**PAGE**

Speaking at the European Parliament Committee on International Trade (INTA) public hearing on the ‘Trade-related aspects of the Protocol on Ireland/Northern Ireland’, Chambers Ireland’s Chief Executive, Ian Talbot, said: “I’d like to open by acknowledging the terrible tragedy unfolding in Ukraine and the support of Irish business and the public in general to the humanitarian efforts. We also commend the EU for such rapid responses in so many relevant matters.
“Turning to the Protocol, Chambers Ireland is grateful not only for the opportunity to represent the views of our members to the committee, but also for the focus that you have placed on this important issue, and of course the role that the Parliament has played in supporting peace in Ireland throughout our many years of membership of the EU.
“Chambers Ireland was founded in 1923 to represent the business community thoughout Ireland, immediately after the strife of our civil war and war of independence. We are a Private Law network and our membership includes businesses north and south. The economic damage that is the result of the border is obvious throughout that region. Even after more than twenty years of peace the borderlands remain the poorest parts of the island.
“When we, and Britain together with Denmark, joined the EEC in 1973, 50 years ago, it was in the shadow of the very worst year of “The Troubles” in Northern Ireland. Over the decades that followed, and protected by the institutions, the beacon of co-operation between countries and communities across Europe grew brighter. Bringing a brightness to life that allowed both peace and prosperity to blossom.
“The support of the EU was critical in creating the environment for peace to bloom. In the years after the ceasefire, the EU’s social and infrastructural supports were critical to integrating our economies, north and south, with the lives of the people whose families, friendships and firms naturally criss-crossed that border.
“Over the last decade, it was with great concern that we watched the idea of Brexit take hold in Britain and the unwillingness to address, or even acknowledge, the obvious issues which would arise.
“It is our firm conviction that Northern Ireland catching up with the rest of the island is the most certain way of securing peace for future generations. The Northern Ireland Protocol is an opportunity for both the businesses and the people of Northern Ireland to benefit from a unique trading scenario that should lead to Northern Ireland becoming a thriving hub of EU/UK trade and a fruitful venue for Foreign Direct Investment.
“Businesses in NI know this too, almost 70% of Northern Ireland Chamber of Commerce members believe that Northern Ireland’s unique trading position, as a result of the Northern Ireland Protocol, is an opportunity for the region.
“By the end of 2021, 57% of firms there said they had adapted to the new trading arrangements, that’s compared to 15% in Q1 of the same year.

**DATASET CONTENT**

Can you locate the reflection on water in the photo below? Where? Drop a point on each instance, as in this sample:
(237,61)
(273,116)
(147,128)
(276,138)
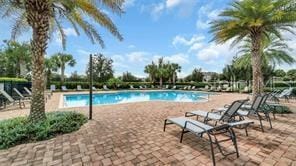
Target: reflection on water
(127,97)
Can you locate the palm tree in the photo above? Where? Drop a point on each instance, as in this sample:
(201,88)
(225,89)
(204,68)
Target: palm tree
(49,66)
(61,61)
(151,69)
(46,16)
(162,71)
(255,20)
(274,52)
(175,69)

* * *

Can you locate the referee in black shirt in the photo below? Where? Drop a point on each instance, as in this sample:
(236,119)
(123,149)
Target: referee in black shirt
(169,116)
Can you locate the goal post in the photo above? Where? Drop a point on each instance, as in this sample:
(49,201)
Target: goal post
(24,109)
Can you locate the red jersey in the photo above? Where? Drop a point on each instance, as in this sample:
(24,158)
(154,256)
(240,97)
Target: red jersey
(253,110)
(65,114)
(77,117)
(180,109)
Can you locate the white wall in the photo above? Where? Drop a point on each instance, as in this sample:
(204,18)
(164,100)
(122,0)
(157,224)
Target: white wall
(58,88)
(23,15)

**OBJECTIVES**
1) In the speech on the Northern Ireland Protocol, turn the paragraph beginning "Chambers Ireland was founded in 1923" into a short list of its main facts.
2) Write the next few sentences of the speech on the Northern Ireland Protocol, following on from its last paragraph.

**ANSWERS PROVIDED**
1)
- Chambers Ireland was founded in 1923 to represent the business community throughout Ireland, right after the civil war and the war of independence.
- It is a Private Law network whose members include businesses north and south.
- The border's economic damage is obvious throughout the region.
- After more than twenty years of peace, the borderlands are still the poorest parts of the island.

2)
“Northern Irish businesses are not calling for an abandonment of the Northern Ireland Protocol. They recognise the benefits of dual market access but note that there are challenges in the practical operation of it which could be holding them back from taking full advantage of all their pportunities.
“Ireland’s success in attracting FDI, particularly in the last 30 years, has also given us expertise and strong structures to attract and grow FDI which will be invaluable as the Northern Ireland economy gets its opportunity.
“Businesses are pragmatic, and are adapting, but the increase in costs and complexity is eroding margins and impacts on their ability to be internationally competitive.
“The domestic economies of Ireland, both North and South, are SME economies. The vast majority are microbusinesses and predominantly family owned. The bureaucratic processes of the complicated trading regime is often beyond their normal competencies, they are too small to be able to have a specialist in house. Meanwhile the professional consultancies introduce significant costs for marginal gains.
“There are frictions in bringing goods from Britain to the island, and so many microbusinesses do not have the resources or expertise to understand the new requirements and so find them a barrier to trade.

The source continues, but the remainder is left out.